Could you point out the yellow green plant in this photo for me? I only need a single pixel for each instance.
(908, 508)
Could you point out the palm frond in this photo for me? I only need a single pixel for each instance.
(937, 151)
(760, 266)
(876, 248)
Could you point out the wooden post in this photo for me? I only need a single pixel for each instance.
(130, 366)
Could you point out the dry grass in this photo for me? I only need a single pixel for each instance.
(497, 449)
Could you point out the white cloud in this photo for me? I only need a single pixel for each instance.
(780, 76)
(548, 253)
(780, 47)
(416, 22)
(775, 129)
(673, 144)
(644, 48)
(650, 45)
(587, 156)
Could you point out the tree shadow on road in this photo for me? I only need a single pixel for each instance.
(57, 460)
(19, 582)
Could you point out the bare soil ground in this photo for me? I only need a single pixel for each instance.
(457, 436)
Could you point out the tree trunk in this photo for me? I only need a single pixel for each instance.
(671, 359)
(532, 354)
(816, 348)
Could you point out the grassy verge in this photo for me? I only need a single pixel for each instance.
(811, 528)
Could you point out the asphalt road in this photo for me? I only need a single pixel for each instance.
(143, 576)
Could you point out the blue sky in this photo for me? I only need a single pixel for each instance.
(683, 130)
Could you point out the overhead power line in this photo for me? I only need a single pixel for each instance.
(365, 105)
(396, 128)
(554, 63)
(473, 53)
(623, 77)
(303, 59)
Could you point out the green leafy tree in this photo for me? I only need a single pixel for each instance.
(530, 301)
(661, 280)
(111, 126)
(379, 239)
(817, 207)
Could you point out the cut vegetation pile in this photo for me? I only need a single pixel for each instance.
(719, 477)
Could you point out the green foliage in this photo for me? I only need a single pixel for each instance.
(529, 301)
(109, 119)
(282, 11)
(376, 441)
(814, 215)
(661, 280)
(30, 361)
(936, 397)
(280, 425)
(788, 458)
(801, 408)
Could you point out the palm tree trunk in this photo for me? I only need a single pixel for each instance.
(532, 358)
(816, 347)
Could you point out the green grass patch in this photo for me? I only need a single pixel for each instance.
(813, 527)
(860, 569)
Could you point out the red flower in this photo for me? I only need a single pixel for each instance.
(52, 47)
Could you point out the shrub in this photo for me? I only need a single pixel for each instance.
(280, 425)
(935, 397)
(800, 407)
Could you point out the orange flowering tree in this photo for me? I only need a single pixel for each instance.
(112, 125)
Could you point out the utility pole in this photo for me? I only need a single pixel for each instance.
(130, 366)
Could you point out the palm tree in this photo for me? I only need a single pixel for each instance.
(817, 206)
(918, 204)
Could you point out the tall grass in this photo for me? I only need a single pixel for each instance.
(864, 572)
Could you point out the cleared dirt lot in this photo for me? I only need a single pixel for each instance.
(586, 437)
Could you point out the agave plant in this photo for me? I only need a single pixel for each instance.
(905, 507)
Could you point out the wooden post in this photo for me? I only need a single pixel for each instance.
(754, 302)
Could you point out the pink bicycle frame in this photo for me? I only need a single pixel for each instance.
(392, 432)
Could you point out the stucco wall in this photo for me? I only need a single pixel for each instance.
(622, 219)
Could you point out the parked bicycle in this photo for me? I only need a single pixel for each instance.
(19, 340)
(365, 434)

# # # # # # #

▶ [AIM] Your task is to repeat each line of the material exactly.

▶ [EXERCISE ANSWER]
Could you point out the yellow green plant in this photo for me? I only need a single pixel for each instance.
(908, 508)
Could you point out the palm frond in this photo for me? I only need a single pixel for each instance.
(937, 151)
(760, 266)
(876, 248)
Could you point out the wooden post in this photo for me? I only need a single pixel for each instance.
(130, 366)
Could you point out the dry grass in this photo for me? I only need a single pixel for each instance.
(497, 449)
Could you point out the white cloud in this photo for me? I only need a single pixel for each instance.
(780, 76)
(548, 253)
(780, 47)
(416, 22)
(775, 129)
(673, 144)
(644, 48)
(650, 45)
(587, 156)
Could you point out the tree shadow on road in this photo for me? I only need a single pixel for each instance.
(57, 460)
(19, 582)
Could you point out the bare soil ground in this photo for me? I only need a single pixel for each instance.
(457, 436)
Could you point out the tree trunk in this photo for me? I only need a single pixel for each instance.
(671, 359)
(532, 354)
(816, 348)
Could you point out the grassy verge in this photo for me? I only need a single pixel for each instance.
(811, 528)
Could you point out the asphalt road in this photo for me? I only need a single pixel for each instance.
(143, 576)
Could you point out the blue sky in this photo for me? I only need a single pixel for each instance.
(683, 130)
Could you point out the overhead power line in this photo for me? I only need a single pixel for each instance.
(365, 105)
(396, 128)
(554, 63)
(473, 53)
(623, 77)
(303, 59)
Could you point out the green leafy tree in this photo for me? I only need a single pixel for each instance.
(530, 301)
(661, 280)
(111, 126)
(379, 239)
(817, 207)
Could you point out the cut vegetation pile in this photo for me? I only need a single pixel for each instance.
(719, 477)
Could you point out the green foliage in this photo for me? I only need a single pixel for each instance.
(529, 301)
(109, 119)
(282, 11)
(376, 441)
(814, 215)
(661, 280)
(30, 361)
(936, 397)
(280, 425)
(788, 458)
(801, 408)
Could you point out the palm tree trunk in this photo for me? I only need a single pixel for each instance.
(532, 358)
(816, 347)
Could you point out the green grass patch in this photo for me? I only need a single pixel for each instance.
(813, 527)
(860, 569)
Could you point out the red flower in this photo for me? I only need a single pixel for each instance.
(52, 47)
Could you point out the shrub in this photo for me? I only need a single pixel for each instance.
(280, 425)
(935, 397)
(800, 407)
Could you point out the orange flowering tree in this photo for me? I only need a single pixel for each instance.
(112, 125)
Could you point out the utility pole in this photo for me? I only need a single pixel for each instance.
(130, 366)
Could you point out the palm tree in this photo for me? I only need a single pixel for each instance.
(817, 206)
(918, 204)
Could you point out the tall grass in this photo for me? I only need a single pixel for each instance.
(864, 572)
Could you point out the cleared dirt lot in this photo for me? I only need a single pixel for each instance.
(586, 437)
Could you point out the agave plant in this photo for me? I only need a single pixel for each instance.
(905, 507)
Could you point out the wooden post in this photo for me? I only need a single pixel for each instance.
(754, 302)
Could you point out the pink bicycle frame in this photo for me? I only need a single pixel for each instance.
(392, 432)
Could you point out the stucco wall in this photo for me? I only need a single pixel for each instance.
(622, 219)
Could you point out the parked bicycle in this photo for me? I only need a single pixel for each instance.
(19, 340)
(365, 434)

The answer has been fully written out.